Objective: Give as output the line that contains "Task: Expected behaviour is that every instance of the fire", followed by every remaining line of the entries, unchanged and with nothing added.

Information provided:
--- Start ---
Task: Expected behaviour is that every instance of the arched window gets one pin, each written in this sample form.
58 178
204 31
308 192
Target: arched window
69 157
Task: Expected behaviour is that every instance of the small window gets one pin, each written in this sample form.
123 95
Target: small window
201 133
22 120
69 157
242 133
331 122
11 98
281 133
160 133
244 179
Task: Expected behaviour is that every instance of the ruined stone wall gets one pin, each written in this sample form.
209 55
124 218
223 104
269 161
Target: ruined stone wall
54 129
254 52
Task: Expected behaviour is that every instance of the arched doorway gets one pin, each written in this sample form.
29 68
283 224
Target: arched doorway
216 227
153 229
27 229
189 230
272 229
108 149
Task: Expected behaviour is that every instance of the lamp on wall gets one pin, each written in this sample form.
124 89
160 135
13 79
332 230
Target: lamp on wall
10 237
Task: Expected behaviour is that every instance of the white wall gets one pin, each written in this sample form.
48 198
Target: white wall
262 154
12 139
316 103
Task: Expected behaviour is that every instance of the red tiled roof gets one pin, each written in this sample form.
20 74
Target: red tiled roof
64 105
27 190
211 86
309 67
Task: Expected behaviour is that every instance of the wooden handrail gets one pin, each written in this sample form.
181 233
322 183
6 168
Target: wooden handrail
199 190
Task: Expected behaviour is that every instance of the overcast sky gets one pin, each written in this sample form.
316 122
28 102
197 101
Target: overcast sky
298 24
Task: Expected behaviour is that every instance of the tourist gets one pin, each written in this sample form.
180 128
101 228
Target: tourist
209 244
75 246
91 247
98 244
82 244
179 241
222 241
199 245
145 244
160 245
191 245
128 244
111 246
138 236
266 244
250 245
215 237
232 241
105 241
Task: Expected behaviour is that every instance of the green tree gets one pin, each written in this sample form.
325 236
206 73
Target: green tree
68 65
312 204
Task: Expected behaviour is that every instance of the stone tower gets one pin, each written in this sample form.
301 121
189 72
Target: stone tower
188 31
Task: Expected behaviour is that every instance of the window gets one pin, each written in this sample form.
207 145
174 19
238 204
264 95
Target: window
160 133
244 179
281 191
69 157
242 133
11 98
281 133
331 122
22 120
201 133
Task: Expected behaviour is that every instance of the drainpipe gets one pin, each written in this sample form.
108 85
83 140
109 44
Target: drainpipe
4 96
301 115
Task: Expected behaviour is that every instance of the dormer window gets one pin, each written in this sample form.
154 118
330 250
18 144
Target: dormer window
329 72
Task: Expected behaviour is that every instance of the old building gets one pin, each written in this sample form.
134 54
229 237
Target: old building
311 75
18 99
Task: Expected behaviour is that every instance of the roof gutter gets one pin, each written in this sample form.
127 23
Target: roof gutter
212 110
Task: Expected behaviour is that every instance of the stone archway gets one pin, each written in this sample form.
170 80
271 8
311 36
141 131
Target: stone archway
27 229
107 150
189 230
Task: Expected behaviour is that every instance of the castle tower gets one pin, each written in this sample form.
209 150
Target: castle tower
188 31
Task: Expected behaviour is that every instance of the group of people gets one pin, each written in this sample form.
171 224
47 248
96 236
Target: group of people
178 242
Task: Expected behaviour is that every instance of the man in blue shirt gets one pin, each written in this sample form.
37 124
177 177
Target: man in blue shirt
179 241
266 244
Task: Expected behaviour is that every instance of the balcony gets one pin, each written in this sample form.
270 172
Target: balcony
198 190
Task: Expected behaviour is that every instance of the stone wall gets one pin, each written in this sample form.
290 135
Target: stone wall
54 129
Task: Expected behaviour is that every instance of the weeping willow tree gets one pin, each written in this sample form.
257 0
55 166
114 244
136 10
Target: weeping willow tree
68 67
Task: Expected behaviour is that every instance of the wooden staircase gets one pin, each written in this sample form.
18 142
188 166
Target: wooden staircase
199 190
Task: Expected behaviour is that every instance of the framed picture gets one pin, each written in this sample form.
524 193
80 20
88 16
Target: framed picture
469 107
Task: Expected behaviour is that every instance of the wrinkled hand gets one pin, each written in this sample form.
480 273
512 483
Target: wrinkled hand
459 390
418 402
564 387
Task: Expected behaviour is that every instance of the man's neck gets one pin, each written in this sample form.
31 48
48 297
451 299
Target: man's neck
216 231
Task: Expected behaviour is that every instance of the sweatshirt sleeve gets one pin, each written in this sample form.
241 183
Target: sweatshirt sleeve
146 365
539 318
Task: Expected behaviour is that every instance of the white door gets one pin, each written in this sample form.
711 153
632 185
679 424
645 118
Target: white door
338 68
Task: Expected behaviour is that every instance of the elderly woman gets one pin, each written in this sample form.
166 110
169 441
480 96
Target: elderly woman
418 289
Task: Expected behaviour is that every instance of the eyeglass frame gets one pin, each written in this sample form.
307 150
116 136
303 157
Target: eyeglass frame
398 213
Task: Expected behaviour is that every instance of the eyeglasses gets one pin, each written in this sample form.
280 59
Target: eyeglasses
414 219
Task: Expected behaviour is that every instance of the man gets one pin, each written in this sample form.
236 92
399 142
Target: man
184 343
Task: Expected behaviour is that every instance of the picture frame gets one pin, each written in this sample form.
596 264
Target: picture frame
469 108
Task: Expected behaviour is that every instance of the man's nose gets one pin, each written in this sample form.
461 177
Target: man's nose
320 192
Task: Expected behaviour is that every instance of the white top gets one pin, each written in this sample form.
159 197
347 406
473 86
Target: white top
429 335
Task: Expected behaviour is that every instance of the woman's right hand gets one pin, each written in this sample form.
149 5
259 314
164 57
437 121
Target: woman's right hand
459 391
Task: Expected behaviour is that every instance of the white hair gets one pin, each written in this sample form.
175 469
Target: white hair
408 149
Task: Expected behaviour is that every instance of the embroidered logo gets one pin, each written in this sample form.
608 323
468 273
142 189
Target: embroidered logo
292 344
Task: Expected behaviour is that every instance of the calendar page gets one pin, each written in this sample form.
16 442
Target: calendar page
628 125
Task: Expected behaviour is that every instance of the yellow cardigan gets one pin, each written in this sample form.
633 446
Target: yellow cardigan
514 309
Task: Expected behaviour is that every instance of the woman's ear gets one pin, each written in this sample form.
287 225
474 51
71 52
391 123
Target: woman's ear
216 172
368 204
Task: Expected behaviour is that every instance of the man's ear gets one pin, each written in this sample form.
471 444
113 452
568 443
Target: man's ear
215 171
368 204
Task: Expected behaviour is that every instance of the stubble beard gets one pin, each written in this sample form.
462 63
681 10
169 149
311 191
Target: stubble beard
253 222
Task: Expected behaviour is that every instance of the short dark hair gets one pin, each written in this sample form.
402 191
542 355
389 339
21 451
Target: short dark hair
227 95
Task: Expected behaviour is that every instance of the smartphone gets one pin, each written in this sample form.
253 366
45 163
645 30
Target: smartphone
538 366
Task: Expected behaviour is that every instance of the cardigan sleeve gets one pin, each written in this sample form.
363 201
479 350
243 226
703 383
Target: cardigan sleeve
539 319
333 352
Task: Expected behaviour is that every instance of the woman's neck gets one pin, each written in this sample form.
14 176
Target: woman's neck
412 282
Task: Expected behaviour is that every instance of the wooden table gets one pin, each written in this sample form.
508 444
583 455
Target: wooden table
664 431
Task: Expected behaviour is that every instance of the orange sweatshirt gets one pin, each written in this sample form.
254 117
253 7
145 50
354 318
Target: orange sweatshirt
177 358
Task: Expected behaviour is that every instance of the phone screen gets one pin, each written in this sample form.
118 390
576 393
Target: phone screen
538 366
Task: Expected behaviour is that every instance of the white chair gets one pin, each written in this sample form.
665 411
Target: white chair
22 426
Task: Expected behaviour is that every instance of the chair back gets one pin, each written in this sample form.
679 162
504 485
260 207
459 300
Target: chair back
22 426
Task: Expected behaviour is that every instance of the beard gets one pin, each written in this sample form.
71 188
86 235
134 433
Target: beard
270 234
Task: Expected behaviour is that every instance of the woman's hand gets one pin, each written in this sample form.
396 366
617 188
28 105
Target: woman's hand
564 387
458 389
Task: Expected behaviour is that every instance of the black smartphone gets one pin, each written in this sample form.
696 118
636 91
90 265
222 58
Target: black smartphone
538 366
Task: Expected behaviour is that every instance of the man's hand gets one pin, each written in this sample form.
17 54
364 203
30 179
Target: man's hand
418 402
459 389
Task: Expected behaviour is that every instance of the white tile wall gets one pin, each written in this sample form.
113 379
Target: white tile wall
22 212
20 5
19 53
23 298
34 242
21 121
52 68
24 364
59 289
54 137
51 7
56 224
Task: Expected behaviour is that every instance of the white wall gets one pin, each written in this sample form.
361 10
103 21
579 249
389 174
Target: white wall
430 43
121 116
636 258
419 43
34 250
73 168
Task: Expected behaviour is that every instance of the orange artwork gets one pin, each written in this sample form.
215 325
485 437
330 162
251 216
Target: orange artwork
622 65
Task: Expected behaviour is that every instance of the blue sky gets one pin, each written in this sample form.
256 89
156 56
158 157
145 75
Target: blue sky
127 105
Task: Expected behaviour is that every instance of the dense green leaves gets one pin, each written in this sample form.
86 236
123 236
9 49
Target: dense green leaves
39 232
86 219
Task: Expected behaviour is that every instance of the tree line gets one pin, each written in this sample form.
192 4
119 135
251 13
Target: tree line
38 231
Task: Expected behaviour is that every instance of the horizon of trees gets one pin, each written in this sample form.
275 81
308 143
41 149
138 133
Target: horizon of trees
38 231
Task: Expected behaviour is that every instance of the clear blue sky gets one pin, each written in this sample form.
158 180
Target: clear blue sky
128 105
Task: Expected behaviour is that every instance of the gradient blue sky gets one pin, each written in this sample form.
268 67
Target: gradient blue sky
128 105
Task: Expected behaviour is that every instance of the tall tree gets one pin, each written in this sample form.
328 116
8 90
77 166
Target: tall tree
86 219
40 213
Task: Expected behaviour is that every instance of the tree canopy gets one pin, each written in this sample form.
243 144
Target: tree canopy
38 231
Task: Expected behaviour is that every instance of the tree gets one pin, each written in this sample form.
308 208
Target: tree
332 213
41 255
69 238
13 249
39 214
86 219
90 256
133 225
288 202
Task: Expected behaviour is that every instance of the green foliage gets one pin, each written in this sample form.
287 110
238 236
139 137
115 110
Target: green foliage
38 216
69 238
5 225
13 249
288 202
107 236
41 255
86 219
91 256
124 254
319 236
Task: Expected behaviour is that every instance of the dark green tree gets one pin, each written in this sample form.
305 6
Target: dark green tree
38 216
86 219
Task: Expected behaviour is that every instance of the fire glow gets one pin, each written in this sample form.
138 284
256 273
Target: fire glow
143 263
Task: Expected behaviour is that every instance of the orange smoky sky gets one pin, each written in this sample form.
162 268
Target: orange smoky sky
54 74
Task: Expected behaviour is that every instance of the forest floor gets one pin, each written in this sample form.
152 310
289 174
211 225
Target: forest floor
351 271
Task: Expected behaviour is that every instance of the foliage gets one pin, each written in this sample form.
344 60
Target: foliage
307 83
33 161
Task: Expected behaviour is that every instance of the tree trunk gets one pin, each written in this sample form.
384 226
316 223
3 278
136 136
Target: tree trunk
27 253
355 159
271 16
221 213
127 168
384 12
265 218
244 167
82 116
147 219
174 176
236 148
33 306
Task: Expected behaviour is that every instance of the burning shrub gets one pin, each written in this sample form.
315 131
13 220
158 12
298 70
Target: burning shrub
--- End ---
The response:
Task: Expected behaviour is that every instance of the fire glow gets one pin, each written in this sample form.
138 284
256 273
Target: fire glow
143 263
Task: Expected behaviour is that every instance of the orange smoky sky gets one pin, each written in this sample form.
162 268
Target: orange smoky sky
54 74
Task: Expected behaviour is that every instance of the forest floor gets one pin, each written in this sample form.
152 310
289 174
211 225
Target: forest floor
351 271
Task: Expected behaviour is that every instance of the foliage gets one pin, each written in this sample form.
344 60
Target: foliage
307 83
33 161
Task: Expected behaviour is that every instance of the tree trunk gets one pin, each written in this sample form.
384 226
316 223
3 278
136 136
Target: tree trunk
27 253
355 159
271 16
221 213
127 168
384 12
265 218
244 167
82 116
147 219
174 176
236 148
33 306
Task: Expected behaviour is that every instance of the burning shrub gets one pin, each written in this sample form.
315 131
13 220
158 12
298 70
Target: burning shrub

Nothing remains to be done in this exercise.